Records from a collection
--
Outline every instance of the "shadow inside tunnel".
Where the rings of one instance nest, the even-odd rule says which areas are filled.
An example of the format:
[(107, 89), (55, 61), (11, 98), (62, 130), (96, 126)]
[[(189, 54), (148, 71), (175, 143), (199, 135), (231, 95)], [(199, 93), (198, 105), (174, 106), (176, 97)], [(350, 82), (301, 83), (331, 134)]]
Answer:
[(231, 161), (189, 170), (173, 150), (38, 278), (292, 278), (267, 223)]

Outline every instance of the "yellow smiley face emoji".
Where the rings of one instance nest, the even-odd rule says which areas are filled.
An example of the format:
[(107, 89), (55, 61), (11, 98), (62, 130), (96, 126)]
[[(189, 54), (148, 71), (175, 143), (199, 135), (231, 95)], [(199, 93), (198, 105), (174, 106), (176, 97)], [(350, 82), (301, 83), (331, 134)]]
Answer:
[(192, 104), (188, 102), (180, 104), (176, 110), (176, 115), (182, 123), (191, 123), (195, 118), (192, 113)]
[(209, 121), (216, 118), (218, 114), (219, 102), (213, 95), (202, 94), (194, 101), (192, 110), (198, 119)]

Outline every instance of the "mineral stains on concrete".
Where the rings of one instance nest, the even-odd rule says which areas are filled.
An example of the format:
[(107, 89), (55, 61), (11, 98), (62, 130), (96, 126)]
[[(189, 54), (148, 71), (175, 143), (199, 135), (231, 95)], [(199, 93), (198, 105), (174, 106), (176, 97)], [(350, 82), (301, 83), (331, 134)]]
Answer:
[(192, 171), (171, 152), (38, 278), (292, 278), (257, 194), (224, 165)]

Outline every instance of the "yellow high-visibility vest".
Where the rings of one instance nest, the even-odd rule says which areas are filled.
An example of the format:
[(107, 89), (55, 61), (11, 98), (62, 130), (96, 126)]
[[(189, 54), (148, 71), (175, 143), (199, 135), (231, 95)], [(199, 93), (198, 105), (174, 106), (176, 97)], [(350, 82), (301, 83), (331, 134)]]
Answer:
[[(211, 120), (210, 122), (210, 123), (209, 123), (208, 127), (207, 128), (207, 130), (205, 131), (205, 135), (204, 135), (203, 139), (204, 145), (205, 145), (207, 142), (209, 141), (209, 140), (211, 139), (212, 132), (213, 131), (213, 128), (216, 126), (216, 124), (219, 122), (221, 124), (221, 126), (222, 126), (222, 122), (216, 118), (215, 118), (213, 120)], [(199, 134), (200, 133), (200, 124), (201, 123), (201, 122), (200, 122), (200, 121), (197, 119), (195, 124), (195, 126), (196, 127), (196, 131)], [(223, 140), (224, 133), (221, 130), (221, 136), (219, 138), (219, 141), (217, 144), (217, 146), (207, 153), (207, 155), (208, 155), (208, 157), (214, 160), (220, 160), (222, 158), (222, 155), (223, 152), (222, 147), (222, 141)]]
--
How many lines in the entries above contain the word "yellow"? Reply with the number alone.

SOLUTION: 2